* **Try it**: Give back the lines below exactly, but do not include any pictures.

[Region pointing data]
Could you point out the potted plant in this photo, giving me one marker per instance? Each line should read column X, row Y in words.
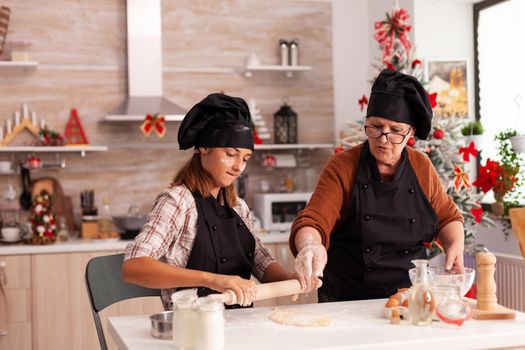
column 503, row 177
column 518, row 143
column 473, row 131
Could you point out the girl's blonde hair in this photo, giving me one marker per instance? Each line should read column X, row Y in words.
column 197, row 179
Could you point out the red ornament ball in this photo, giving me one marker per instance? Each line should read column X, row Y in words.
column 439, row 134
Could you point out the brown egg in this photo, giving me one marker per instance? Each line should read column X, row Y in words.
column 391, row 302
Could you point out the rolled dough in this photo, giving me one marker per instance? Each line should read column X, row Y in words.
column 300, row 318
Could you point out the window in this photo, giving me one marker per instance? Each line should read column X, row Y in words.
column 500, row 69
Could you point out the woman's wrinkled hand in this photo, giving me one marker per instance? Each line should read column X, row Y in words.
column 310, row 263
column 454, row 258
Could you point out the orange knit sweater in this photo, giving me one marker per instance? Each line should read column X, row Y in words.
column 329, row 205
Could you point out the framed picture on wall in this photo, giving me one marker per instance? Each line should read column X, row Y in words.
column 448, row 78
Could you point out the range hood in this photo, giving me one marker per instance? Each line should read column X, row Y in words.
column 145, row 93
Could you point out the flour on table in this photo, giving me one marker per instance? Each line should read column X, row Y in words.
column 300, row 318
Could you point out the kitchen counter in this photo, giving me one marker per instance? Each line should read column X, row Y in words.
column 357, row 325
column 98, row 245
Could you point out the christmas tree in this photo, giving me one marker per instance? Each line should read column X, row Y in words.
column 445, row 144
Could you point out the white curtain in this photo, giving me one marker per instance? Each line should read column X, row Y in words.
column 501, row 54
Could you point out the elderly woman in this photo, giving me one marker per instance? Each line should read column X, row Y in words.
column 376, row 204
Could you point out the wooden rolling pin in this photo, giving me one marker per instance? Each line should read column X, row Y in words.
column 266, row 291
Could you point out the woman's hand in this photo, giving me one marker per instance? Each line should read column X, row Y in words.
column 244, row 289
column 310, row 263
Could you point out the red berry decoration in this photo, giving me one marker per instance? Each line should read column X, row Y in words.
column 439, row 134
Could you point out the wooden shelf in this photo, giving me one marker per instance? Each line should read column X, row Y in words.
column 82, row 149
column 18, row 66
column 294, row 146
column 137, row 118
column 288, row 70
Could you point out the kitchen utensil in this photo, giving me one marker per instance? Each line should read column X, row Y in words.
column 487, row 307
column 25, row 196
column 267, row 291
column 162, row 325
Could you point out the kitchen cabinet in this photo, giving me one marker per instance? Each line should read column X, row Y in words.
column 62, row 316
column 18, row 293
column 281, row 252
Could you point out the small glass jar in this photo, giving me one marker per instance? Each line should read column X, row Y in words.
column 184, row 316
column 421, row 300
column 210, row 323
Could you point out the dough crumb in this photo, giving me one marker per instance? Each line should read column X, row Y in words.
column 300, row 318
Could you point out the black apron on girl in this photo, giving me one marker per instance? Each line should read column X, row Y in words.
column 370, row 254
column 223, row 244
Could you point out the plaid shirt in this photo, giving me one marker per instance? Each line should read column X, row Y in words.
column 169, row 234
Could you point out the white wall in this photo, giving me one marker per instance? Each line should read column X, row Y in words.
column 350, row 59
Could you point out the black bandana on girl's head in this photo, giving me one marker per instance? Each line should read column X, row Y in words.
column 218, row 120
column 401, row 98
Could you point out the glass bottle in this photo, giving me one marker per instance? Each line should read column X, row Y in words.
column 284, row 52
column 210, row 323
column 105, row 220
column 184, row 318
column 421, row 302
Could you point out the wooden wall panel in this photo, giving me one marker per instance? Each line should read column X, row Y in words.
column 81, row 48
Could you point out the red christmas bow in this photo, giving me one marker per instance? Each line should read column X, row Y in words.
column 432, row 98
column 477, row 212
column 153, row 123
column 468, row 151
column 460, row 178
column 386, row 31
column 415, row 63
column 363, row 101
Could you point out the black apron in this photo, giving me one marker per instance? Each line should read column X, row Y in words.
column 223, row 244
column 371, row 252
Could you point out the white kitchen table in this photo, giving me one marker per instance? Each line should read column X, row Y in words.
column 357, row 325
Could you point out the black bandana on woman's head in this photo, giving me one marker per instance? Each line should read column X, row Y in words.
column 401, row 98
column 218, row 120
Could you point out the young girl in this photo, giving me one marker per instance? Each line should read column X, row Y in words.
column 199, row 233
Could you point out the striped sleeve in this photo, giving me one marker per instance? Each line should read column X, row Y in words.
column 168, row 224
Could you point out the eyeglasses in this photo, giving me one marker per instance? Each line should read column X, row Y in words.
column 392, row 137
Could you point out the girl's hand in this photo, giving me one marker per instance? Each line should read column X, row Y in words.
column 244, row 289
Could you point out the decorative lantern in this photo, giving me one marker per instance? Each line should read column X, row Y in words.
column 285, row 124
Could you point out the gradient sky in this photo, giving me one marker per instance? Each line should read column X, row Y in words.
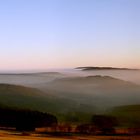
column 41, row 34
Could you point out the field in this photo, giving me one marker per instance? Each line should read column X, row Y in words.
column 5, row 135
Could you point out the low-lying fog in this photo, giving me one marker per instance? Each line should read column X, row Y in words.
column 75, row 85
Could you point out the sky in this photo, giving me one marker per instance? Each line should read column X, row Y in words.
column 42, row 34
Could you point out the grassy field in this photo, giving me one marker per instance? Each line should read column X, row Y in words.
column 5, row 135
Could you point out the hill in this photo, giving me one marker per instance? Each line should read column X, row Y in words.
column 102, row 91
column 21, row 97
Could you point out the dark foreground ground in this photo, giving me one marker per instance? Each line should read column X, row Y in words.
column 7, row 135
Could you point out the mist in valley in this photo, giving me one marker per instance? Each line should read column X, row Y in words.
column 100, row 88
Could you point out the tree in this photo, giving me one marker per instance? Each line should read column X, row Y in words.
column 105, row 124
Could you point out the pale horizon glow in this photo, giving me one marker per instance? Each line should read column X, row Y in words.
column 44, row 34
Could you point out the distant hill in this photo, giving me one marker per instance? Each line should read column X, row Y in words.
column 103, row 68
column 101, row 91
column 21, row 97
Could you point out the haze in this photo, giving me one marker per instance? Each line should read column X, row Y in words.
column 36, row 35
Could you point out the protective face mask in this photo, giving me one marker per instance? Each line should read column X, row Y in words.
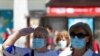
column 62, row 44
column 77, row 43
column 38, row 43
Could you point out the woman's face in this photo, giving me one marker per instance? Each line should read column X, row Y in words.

* **Problem solution**:
Could you point out the potted plant in this photo, giving me one marker per instance? Each line should read column X, row Y in words.
column 503, row 177
column 518, row 143
column 473, row 131
Could you point out the girl's blonde hair in this photo, giving me one marker per instance? Each line should read column X, row Y in words.
column 197, row 179
Could you point out the red ornament ball in this photo, giving me one marker per instance? Each line should read column X, row Y in words.
column 439, row 134
Could you point out the brown egg in this photo, giving me one marker per instance? Each line should read column X, row Y in words.
column 391, row 302
Could you point out the rolled dough in this photo, giving me one marker per instance? Each line should read column X, row Y in words.
column 300, row 318
Could you point out the window in this photo, giving me one marker per instance? Each line should read column X, row Y in words.
column 500, row 69
Could you point out the woman's wrinkled hand in this photo, giving me one marker per instance? Each line should read column X, row Y in words.
column 310, row 263
column 454, row 258
Could you point out the orange knit sweater in this photo, giving me one marker per instance? Each line should read column X, row Y in words.
column 329, row 205
Could you point out the framed picture on wall in this photo, giving me one marker per instance? Each line should read column X, row Y in words.
column 448, row 78
Could you point out the range hood in this photo, giving me one marker per instance? Each line should read column X, row Y in words.
column 145, row 93
Could you point out the flour on table in this photo, giving me one marker per instance? Each line should read column X, row Y in words.
column 300, row 318
Could you point out the kitchen counter in this photo, giving me one marker per instance? Each line should read column X, row Y in words.
column 357, row 325
column 98, row 245
Could you point out the christmas tree in this photo, giving me one marker per instance? Each line should read column X, row Y in words.
column 445, row 144
Could you point out the white curtain in this photo, giving me one marker per instance? Each line should read column X, row Y in words.
column 501, row 54
Could you point out the elderly woman in this photo, giving me one marker per instance? Each line should read column X, row Y in words.
column 376, row 204
Could you point out the wooden rolling pin in this photo, giving me one marker per instance? Each line should read column X, row Y in words.
column 266, row 291
Could you point out the woman's hand in this photo, giving me one marker per instance? Each line should read column X, row Y in words.
column 244, row 289
column 310, row 263
Could you point out the red berry decoration in this photo, giving me one marker per instance? Each line should read column X, row Y in words.
column 439, row 134
Could you point out the wooden shelf in this photo, giving me one marker per instance? Each line should read column X, row Y in words.
column 82, row 149
column 18, row 66
column 294, row 146
column 137, row 118
column 288, row 70
Could you point out the kitchen utensil in this photo, giving me one marker per instance? Each line should read column X, row Y in words.
column 487, row 307
column 25, row 196
column 267, row 291
column 162, row 325
Could you point out the kitchen cabinet in this photo, giving me one marker per instance? Each line should read column X, row Y in words.
column 62, row 316
column 18, row 293
column 281, row 252
Could you point out the small glass jar in this photo, giving me one marker per instance? Each line should read column X, row Y in words.
column 184, row 316
column 421, row 300
column 210, row 323
Could you point out the dough crumb in this photo, giving me one marker per instance? Each line should read column X, row Y in words.
column 300, row 318
Could you point out the black apron on girl in this photo, giving me one marker per instance? Each line should read column X, row Y in words.
column 370, row 254
column 223, row 244
Could you point out the plaid shirt in this photo, giving me one marker per instance? Each line should read column X, row Y in words.
column 169, row 234
Could you point out the white wall in this photo, giving me one marker per instance? Each line should read column X, row Y in words.
column 350, row 59
Could you point out the black bandana on girl's head in this photo, giving me one marker per instance? Each line should read column X, row Y in words.
column 218, row 120
column 401, row 98
Could you point out the glass bottle in this photo, giving me one marker per instance? Each line should read column X, row Y in words.
column 284, row 52
column 210, row 323
column 105, row 220
column 184, row 318
column 421, row 302
Could you point out the wooden wall panel in this photo, giving me one marker per instance? Each line should read column X, row Y in words.
column 81, row 48
Could you point out the red christmas bow in this photo, giving me one marker per instance? Each line should read column X, row Y in words.
column 432, row 98
column 477, row 212
column 153, row 123
column 468, row 151
column 460, row 178
column 386, row 31
column 415, row 63
column 363, row 101
Could you point out the black apron in this photo, giving me one marker per instance? Each line should read column X, row Y in words.
column 223, row 244
column 371, row 252
Could you point out the white kitchen table in this photo, giving me one marker per instance? Each line should read column X, row Y in words.
column 357, row 325
Could you point out the black bandana on woman's head in this photo, giving me one marker per instance? Each line should read column X, row Y in words.
column 401, row 98
column 218, row 120
Could you point out the young girl in this photo, giving me one marker per instance? Each line should read column X, row Y in words.
column 199, row 233
Could you point out the striped sleeve in this photo, giving me one marker per instance? Each line should read column X, row Y in words.
column 168, row 224
Could you point out the eyeglasses in this photo, giving me one marker per instance? Each line should read column X, row Y in words.
column 392, row 137
Could you point out the girl's hand in this photo, giving me one marker per instance? Each line should read column X, row Y in words.
column 244, row 289
Could you point out the decorative lantern in this photo, giving me one marker per instance? Each line should read column X, row Y in words.
column 285, row 124
Could you point out the gradient sky in this photo, giving me one marker per instance? Each line should read column X, row Y in words.
column 41, row 34
Could you point out the field in this photo, giving me one marker per instance? Each line should read column X, row Y in words.
column 5, row 135
Could you point out the low-lying fog in this photo, giving me one marker per instance? Each line should read column X, row Y in words.
column 75, row 85
Could you point out the sky in this photo, giving me one marker per instance? Each line should read column X, row Y in words.
column 42, row 34
Could you point out the grassy field in this photo, giving me one marker per instance? Each line should read column X, row Y in words.
column 5, row 135
Could you point out the hill in this photo, giving me one marker per instance? Each line should read column X, row Y in words.
column 102, row 91
column 21, row 97
Could you point out the dark foreground ground in this photo, giving me one marker per instance? Each line should read column X, row Y in words.
column 7, row 135
Could you point out the mist in valley in this photo, giving me one marker per instance? Each line should read column X, row Y in words.
column 100, row 88
Could you point out the tree in this photo, giving me one marker per instance? Each line should read column X, row Y in words.
column 105, row 124
Could you point out the pale horizon glow in this photo, giving me one marker per instance? Each line should read column X, row Y in words.
column 44, row 34
Could you point out the distant hill in this photo, giving me one marker per instance? Each line should read column X, row Y in words.
column 103, row 68
column 101, row 91
column 21, row 97
Could you point out the haze in this photo, giving me one marker per instance? Each line should read column X, row Y in words.
column 36, row 35
Could you point out the protective face mask in this photo, giving me one marker per instance? Each line should read column X, row Y in words.
column 62, row 44
column 77, row 43
column 38, row 43
Could you point out the woman's face in this photo, giving me one marker per instance? Each line should read column X, row Y in words.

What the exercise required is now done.